-- WHAT THE EXERCISE ASKS --
Where the line with "x=88, y=228" appears below, start writing out lines exactly, and finish with the line with "pin the beige", which is included; write out nothing else.

-- EXTRACTED RECORDS --
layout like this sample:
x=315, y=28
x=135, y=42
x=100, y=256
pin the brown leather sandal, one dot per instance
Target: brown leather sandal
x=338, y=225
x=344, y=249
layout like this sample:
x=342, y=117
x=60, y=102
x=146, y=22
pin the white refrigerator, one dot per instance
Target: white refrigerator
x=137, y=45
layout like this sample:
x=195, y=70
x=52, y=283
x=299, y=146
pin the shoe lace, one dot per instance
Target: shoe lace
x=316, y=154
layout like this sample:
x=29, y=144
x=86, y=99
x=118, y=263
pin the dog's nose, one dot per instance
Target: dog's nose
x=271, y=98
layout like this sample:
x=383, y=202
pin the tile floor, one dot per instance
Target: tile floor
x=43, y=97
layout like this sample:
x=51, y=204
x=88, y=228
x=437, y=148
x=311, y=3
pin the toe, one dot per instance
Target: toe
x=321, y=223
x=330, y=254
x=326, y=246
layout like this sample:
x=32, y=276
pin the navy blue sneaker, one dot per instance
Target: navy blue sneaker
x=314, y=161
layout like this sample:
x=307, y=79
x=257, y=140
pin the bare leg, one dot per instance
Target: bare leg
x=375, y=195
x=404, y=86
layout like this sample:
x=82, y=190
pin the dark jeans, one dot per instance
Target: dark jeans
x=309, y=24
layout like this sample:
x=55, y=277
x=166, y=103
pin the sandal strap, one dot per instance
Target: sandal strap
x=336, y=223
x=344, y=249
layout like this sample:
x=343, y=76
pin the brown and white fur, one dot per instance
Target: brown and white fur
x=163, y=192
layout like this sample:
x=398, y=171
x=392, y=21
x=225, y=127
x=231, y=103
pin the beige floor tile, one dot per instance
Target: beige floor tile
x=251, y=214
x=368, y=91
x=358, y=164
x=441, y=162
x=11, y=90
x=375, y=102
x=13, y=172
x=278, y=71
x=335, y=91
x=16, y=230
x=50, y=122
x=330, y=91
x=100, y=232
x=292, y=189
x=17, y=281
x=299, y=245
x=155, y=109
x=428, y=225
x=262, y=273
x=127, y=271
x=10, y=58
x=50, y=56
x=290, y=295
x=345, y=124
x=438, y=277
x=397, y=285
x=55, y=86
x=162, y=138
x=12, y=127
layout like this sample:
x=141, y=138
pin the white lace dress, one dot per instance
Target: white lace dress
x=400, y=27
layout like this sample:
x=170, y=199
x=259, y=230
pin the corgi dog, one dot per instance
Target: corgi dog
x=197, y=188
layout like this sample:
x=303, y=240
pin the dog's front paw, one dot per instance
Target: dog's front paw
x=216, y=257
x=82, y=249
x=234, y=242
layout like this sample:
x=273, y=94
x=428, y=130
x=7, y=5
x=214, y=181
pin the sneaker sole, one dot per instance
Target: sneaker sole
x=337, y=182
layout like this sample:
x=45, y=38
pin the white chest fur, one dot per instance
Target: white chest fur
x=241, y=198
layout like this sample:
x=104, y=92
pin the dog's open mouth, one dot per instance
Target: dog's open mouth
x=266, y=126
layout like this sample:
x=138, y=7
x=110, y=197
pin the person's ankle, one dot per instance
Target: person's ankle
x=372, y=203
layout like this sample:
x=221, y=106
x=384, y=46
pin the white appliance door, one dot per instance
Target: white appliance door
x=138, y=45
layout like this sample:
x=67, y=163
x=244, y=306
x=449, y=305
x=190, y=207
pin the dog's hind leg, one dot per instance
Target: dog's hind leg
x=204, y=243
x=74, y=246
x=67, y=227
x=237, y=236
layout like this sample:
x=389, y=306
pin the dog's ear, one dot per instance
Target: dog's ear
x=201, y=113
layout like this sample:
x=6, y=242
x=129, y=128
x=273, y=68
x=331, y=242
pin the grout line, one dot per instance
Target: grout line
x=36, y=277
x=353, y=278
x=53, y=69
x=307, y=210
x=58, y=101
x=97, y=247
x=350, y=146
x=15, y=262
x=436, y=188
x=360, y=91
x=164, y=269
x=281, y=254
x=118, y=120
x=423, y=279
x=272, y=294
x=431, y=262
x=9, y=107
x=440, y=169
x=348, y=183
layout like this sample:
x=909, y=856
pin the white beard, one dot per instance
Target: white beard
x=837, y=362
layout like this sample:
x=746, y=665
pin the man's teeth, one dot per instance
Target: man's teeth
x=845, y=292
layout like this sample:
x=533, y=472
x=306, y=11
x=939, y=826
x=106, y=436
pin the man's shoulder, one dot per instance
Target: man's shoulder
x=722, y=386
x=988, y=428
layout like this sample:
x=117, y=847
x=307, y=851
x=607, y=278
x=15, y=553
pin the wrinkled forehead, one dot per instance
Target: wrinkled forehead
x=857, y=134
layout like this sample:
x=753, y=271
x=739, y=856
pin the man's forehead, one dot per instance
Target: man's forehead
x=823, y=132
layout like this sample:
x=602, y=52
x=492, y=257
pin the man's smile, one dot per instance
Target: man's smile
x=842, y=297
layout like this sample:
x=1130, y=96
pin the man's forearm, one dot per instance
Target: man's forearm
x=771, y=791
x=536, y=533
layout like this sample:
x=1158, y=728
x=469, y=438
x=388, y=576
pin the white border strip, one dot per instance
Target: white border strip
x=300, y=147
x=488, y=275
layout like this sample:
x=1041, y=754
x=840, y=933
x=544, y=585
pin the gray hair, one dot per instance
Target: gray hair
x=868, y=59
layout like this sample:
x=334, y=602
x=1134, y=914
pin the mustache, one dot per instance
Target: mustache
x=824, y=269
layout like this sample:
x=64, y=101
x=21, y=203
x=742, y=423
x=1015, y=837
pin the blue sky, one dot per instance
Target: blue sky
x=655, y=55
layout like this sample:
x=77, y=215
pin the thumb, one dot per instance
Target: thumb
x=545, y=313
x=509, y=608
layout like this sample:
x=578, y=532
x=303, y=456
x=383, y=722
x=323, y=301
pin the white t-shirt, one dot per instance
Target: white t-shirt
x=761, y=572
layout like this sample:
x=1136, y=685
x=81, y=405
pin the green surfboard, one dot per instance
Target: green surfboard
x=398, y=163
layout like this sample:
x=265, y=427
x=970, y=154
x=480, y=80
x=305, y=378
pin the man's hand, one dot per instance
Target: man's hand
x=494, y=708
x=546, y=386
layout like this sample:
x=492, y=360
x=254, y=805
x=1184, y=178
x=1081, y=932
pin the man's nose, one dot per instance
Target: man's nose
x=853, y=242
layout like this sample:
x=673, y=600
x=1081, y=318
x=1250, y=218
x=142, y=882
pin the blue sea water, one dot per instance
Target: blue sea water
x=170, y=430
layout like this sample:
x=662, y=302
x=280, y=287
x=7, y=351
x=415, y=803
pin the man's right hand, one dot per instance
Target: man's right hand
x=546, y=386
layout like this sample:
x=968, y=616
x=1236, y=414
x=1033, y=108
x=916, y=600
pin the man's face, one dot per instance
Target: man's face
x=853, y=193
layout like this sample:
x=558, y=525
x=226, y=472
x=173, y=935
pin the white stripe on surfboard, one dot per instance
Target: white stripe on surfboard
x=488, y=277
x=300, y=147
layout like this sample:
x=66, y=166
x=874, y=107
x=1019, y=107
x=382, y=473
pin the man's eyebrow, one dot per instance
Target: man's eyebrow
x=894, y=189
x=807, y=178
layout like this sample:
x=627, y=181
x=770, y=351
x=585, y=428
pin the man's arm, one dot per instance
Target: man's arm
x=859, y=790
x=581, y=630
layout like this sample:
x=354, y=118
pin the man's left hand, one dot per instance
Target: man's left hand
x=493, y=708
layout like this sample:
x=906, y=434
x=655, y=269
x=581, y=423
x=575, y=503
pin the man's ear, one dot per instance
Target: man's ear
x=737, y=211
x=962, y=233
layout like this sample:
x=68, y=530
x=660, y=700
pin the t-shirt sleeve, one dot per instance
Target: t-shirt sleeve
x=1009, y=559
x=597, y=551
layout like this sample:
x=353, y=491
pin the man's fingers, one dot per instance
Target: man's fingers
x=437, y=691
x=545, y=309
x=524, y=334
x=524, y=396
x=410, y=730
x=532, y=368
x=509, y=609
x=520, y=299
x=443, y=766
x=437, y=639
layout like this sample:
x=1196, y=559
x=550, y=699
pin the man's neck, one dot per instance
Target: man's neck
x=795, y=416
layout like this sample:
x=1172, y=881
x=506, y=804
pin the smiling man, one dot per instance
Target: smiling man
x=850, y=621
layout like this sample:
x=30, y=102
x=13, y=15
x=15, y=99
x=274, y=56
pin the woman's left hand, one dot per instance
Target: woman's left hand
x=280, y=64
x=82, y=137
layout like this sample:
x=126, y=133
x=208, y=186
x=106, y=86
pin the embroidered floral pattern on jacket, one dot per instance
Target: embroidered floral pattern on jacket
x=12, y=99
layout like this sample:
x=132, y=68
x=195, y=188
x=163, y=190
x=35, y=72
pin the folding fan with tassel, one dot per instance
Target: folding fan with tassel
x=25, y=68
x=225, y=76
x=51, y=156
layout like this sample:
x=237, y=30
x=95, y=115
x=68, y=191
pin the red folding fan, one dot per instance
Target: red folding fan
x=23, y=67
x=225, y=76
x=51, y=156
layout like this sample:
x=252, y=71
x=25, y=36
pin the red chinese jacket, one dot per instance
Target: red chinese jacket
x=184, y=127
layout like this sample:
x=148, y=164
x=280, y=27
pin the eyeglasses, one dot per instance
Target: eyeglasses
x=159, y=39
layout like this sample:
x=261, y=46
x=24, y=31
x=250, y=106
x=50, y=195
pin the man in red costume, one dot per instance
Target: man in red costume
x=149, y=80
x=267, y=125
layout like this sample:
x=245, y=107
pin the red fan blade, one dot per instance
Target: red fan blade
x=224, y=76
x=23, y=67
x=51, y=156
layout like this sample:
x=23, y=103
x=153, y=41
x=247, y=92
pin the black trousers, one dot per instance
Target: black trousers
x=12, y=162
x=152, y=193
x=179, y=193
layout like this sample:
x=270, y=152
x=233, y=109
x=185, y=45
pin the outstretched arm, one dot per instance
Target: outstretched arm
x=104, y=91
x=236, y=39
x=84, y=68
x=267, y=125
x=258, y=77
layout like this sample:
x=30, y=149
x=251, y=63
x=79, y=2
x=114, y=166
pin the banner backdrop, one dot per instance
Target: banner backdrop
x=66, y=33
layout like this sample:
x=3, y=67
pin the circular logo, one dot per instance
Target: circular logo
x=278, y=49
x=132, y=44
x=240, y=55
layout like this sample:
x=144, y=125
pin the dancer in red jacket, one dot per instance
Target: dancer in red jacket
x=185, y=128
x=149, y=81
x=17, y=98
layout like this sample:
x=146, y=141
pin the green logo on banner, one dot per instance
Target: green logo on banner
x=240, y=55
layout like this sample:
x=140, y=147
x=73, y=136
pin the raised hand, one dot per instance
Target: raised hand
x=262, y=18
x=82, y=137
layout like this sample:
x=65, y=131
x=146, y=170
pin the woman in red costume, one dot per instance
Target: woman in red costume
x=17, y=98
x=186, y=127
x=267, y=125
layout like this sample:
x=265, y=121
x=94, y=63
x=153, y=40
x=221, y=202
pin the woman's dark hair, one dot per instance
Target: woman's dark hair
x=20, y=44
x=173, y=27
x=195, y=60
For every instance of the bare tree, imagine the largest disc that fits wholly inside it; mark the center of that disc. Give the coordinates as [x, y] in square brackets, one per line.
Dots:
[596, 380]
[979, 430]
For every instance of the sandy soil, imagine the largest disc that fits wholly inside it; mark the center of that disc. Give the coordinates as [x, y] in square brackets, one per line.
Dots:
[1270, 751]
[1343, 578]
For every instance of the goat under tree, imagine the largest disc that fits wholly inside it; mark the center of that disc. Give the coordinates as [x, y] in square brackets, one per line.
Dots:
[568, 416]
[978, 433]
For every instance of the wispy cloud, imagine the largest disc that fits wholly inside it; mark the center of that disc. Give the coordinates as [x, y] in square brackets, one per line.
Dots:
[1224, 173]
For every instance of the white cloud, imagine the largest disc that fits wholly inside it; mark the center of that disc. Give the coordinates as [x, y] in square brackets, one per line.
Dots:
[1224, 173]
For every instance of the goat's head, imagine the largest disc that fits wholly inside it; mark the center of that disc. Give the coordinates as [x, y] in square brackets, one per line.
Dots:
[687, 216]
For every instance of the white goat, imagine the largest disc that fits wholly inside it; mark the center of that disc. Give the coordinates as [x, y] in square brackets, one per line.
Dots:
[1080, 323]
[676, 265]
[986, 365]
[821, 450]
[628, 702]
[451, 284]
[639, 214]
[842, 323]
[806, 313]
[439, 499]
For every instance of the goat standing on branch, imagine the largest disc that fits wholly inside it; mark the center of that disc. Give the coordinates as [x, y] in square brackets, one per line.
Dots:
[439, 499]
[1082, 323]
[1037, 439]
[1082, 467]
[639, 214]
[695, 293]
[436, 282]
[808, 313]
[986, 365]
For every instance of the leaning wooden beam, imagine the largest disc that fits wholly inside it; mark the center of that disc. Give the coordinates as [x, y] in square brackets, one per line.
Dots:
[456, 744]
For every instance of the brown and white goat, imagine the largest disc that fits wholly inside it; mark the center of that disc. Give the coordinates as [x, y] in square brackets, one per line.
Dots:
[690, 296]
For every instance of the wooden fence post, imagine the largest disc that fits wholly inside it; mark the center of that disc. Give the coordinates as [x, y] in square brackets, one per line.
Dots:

-- EXERCISE OUTPUT --
x=88, y=228
x=437, y=148
x=311, y=3
pin the toe, one dot per instance
Target: toe
x=321, y=223
x=330, y=254
x=326, y=246
layout like this sample:
x=32, y=276
pin the navy blue sneaker, one dot per instance
Target: navy blue sneaker
x=314, y=161
layout like this sample:
x=307, y=79
x=257, y=140
pin the bare leg, one dot per instance
Target: bare leg
x=375, y=195
x=404, y=86
layout like this sample:
x=82, y=190
pin the dark jeans, one dot per instance
Target: dark jeans
x=309, y=24
layout like this sample:
x=55, y=277
x=166, y=103
pin the sandal strap, one dot per instance
Target: sandal strap
x=336, y=223
x=344, y=249
layout like this sample:
x=343, y=76
pin the brown and white fur, one dot per instance
Target: brown and white fur
x=163, y=192
layout like this sample:
x=398, y=171
x=392, y=21
x=225, y=127
x=231, y=103
pin the beige floor tile, one dot per instance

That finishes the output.